**** ARTICLE ****

Monday, January 4, 2010

Apparently I'm not thrifty

I don't normally talk about "the money" on this site, but I have a big problem that may impact the projects that I document on the blog, so I think you deserve the dirty details.  It's also that time of year for resolutions, so without further ado: 

The problem:  I'm a waster.  A money waster.  A big-time, celebrities-going-bankrupt-after-appearing-on-CRIBS money waster.  A couple weeks ago, I casually clicked on the 'Spend Analyzer' feature on my Discover card website, and immediately yelled "HARK THE HERALD ANGELS SING, that's a lot of monies!!!"  It was the Monday before Christmas, you see.  Then I downloaded all the year's transactions from my other credit cards and bank accounts I use for purchases, and was HORRIFIED!  Completely disgusted, I added all of our checking and credit card accounts to the free online budgeting tool Mint to see how we did as a couple.  IT WAS SHOCKING!  I spent over one third of my after-tax income on frivolous retail purchases.  And thanks to me, we also spent over one third of our combined take-home pay on just these categories:

General Shopping - clothing stores, speciality stores, places like Target, Kohls, TJ Maxx.
Home Furnishings and Minor Improvements - Menards, Home Depot, Pottery Barn,, Etsy, eBay, and any purchases I tagged as 'home' items.  
Eating out  - together, we spent about 2k on eating out last year, or $166 a month.  We also spent $4500 at grocery stores, which means we're drinking too much booze because two people don't need to spend almost $400 a month on groceries.  (Groceries are not included in the '1/3 of our income' figure, either!)
Cash (ATM Transactions) - $1700!!  Where did all that money go?

The bad news:  We have added next to nothing from our paychecks to our savings accounts for the entire year.  This is probably because our nice big tax return (which included a $7500 homebuyer tax credit) gave us a sense of security and a fat savings account.  We could've paid cash for a new car with the money we spent on 'things.'  What a sickening feeling.

**** ENTRIES SUPPLIED ****

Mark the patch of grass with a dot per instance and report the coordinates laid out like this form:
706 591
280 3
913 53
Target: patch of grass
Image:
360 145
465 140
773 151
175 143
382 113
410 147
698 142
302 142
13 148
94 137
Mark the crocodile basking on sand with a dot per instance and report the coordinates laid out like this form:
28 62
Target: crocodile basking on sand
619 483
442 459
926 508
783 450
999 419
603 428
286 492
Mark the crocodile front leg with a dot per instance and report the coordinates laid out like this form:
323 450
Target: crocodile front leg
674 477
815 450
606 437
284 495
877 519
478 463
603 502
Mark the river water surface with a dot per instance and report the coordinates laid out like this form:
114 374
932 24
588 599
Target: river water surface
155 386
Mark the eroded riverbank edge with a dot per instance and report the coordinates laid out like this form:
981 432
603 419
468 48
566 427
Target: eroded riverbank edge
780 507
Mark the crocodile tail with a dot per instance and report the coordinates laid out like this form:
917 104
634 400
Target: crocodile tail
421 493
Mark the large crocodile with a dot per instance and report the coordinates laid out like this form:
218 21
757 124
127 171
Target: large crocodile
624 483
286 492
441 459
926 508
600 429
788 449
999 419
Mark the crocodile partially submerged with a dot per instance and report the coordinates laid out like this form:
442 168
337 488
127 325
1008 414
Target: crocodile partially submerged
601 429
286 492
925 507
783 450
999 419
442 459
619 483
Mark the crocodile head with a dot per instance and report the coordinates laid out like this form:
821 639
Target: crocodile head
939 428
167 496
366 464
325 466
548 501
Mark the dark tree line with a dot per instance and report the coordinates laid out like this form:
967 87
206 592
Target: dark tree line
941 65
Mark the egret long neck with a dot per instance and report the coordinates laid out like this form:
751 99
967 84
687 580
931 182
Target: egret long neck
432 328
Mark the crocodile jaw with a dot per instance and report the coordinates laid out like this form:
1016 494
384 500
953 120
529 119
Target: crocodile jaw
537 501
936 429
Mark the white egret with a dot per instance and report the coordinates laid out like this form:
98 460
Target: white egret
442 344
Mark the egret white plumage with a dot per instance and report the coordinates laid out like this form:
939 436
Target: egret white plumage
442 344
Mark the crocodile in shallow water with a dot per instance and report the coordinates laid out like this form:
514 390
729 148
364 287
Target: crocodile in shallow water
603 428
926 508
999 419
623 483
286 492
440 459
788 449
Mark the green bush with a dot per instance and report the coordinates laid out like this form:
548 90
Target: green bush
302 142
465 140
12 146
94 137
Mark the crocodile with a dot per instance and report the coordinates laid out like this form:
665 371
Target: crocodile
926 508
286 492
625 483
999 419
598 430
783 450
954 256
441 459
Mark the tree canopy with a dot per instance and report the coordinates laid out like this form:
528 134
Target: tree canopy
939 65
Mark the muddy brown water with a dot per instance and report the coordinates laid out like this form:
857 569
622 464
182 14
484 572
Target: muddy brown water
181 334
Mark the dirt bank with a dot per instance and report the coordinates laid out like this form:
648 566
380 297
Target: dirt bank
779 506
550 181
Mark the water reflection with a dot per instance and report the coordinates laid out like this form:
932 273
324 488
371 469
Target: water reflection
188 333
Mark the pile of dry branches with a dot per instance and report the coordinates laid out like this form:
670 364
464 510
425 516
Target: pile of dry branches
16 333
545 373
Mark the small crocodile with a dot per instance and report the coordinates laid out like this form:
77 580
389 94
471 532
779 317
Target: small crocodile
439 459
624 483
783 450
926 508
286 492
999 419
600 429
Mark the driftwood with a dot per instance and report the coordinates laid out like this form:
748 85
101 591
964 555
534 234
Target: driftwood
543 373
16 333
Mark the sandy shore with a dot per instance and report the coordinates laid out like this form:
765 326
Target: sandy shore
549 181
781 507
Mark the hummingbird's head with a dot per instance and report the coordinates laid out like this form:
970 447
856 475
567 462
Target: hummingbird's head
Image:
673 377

****

### WHAT YOU NEED TO DO
Pick up the blog post on household overspending, which appears above the material, and continue it from its last sentence.

### REPLY
The good news:  We both contribute alot to our 401k (I've put in 12% for years) and have CDs/money market accounts that don't ever get touched.  We do have savings in place already.  We are not in debt, every credit card and bill is paid in full every month, so we're not necessarily living beyond our means and definitely aren't paying any interest.  In fact, we earned TONS of rewards on our credit cards.  We have a pretty house, and I have lots of nice outfits.....hey, I gotta make myself feel better somehow!  

Why it happened:  It's totally my fault.  I was excited about the house, and went all 'Shopaholic Takes Wisconsin' decorating it.  I also let the blog be an excuse to buy many things that I shouldn't have.  Combine these things with my hardwired-since-birth need to buy clothes constantly, and you've got a serious spending problem.  We also love to drink $10 bottles of wine every week, watch premium cable channels, and go out to dinner.  Oh yeah, and we bought a $3,000 mattress, so that didn't help the bottom line, either.

The resolution(s):  To give myself a monthly budget of 'fun money' that I can use for whatever I want....and when it's gone, it's gone.  To HOLY-COW-STOP-BUYING-CLOTHES because I have an entire room devoted to my clothes and only 1/3 of them will fit in there...I'm like a Midwestern, un-glamorous Mariah Carey.  To stop overspending to get that 'perfect look' seen on other blogs.  To be more like thrifty goddess Kasey* and stick to a budget that helps me put dollars into savings, not into more Etsy pillows and Pottery Barn rugs.  To challenge myself to do things more cheaply.  To save for a new vehicle because mine is almost 6 years old and won't last forever.  To use Mint to closely track our spending throughout the year to avoid this suprise at the end of 2010. 

So tell many of you are shocked when you tally up your spending at the end of the year??  Please tell me I'm not alone!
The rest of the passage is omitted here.